▽

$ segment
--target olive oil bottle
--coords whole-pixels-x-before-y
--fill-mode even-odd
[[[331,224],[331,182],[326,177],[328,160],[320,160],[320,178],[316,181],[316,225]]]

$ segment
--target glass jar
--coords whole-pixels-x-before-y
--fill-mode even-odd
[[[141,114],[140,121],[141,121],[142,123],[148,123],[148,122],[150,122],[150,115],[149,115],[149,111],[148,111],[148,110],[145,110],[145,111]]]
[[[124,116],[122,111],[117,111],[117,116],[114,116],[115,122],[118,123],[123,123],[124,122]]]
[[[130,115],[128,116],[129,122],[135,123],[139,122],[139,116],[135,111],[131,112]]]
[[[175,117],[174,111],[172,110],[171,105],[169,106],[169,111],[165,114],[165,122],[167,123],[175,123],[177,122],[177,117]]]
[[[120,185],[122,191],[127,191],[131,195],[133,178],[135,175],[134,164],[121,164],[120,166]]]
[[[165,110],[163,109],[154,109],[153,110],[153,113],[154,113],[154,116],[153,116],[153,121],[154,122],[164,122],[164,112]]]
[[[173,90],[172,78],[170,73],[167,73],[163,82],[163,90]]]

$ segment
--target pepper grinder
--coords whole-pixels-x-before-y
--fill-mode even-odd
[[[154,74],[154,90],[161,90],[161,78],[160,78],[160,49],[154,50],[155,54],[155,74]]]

△

> **Requirement**
Locate every line in the rows above that contains the string "target", and copy each one out in full.

> **Solution for this problem**
--target olive oil bottle
--target glass jar
--target pepper grinder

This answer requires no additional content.